begin Given data

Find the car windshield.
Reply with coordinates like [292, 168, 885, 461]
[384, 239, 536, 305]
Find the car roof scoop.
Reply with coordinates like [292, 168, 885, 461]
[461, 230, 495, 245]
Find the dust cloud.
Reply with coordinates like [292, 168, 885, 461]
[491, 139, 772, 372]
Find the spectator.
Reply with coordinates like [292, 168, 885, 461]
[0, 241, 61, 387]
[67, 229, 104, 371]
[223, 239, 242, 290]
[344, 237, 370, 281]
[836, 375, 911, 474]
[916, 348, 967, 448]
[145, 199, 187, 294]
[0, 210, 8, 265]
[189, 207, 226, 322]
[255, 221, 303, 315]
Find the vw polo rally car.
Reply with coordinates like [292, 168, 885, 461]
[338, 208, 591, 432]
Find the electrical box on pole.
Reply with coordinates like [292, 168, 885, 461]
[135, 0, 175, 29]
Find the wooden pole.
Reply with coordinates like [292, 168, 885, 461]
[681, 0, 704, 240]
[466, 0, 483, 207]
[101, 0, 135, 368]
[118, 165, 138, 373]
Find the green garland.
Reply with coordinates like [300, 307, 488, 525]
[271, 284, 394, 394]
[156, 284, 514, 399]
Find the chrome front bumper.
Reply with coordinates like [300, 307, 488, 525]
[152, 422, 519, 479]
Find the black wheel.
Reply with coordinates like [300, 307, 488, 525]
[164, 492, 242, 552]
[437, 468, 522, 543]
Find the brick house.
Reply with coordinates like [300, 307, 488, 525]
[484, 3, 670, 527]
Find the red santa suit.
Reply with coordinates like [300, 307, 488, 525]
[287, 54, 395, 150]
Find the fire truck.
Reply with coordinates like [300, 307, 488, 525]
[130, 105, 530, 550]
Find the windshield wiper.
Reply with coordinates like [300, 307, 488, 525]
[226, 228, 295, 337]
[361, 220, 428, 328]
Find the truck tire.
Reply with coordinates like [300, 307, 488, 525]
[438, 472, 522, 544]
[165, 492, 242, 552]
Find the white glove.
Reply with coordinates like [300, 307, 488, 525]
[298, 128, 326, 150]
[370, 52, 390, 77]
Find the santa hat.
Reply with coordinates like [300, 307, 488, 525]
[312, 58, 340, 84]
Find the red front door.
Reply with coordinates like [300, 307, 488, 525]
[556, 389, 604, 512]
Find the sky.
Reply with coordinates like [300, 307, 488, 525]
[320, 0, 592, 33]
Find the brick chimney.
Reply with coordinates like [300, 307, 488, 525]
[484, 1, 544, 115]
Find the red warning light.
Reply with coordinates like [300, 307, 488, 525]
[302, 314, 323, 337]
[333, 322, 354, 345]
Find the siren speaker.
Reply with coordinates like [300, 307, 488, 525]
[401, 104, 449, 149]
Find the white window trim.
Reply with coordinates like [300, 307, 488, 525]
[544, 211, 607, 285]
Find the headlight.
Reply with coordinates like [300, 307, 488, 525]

end Given data

**Task instructions**
Please quote all of the rows above verbatim, from the first to the last, without changing anything.

**Answer for the task**
Find the car windshield.
Reply with coordinates like [292, 168, 885, 461]
[384, 239, 536, 305]
Find the car roof scoop.
Reply with coordinates like [292, 168, 885, 461]
[461, 230, 495, 245]
Find the dust cloud.
Reply with coordinates like [292, 168, 885, 461]
[491, 139, 772, 372]
Find the spectator.
Reply with coordinates like [292, 168, 885, 461]
[0, 241, 61, 387]
[67, 229, 104, 371]
[223, 239, 242, 290]
[344, 237, 370, 281]
[836, 375, 911, 474]
[916, 348, 967, 448]
[145, 199, 187, 294]
[0, 210, 8, 265]
[189, 207, 226, 322]
[255, 221, 303, 315]
Find the vw polo rally car.
Reply with coordinates like [292, 168, 885, 461]
[338, 208, 591, 432]
Find the electrical box on pole.
Reply with coordinates like [292, 168, 885, 461]
[135, 0, 175, 29]
Find the wooden pole.
Reply with coordinates like [292, 168, 885, 461]
[681, 0, 704, 240]
[466, 0, 483, 207]
[101, 0, 135, 368]
[118, 165, 138, 373]
Find the green garland.
Reply with coordinates like [300, 307, 488, 525]
[271, 284, 394, 394]
[156, 284, 514, 399]
Find the chrome front bumper.
Reply with coordinates like [300, 307, 488, 525]
[152, 422, 519, 479]
Find the black wheel.
Reply with coordinates like [300, 307, 488, 525]
[164, 492, 242, 552]
[437, 468, 522, 543]
Find the brick house.
Reply with coordinates like [300, 307, 488, 525]
[484, 3, 670, 527]
Find the red santa suit.
Reply with coordinates like [300, 307, 488, 525]
[287, 54, 395, 150]
Find the fire truck.
Reply with coordinates like [300, 307, 488, 525]
[130, 105, 530, 550]
Find the windshield wiper.
Reply with coordinates like [300, 307, 488, 525]
[226, 228, 295, 337]
[361, 220, 428, 328]
Find the truck tire.
Reply with coordinates like [300, 307, 488, 525]
[438, 472, 522, 544]
[165, 492, 242, 552]
Find the white glove.
Reply with coordinates like [300, 307, 488, 525]
[298, 128, 326, 150]
[370, 52, 390, 77]
Find the santa hat.
Reply with coordinates like [300, 307, 488, 525]
[312, 58, 340, 84]
Find the red front door.
Reply with coordinates like [300, 307, 488, 525]
[556, 389, 604, 512]
Find the sky.
Reply with coordinates like [300, 307, 488, 525]
[320, 0, 592, 33]
Find the brick chimney.
Reply with coordinates like [300, 307, 488, 525]
[484, 1, 544, 115]
Find the red warning light.
Reply with coordinates like [300, 307, 488, 525]
[302, 314, 323, 337]
[333, 322, 354, 345]
Find the siren speaker.
Reply with coordinates like [300, 307, 488, 525]
[401, 104, 449, 149]
Find the white window trim.
Reply with coordinates like [300, 307, 488, 525]
[544, 211, 607, 285]
Find the headlight.
Reply with coordinates like [300, 307, 488, 525]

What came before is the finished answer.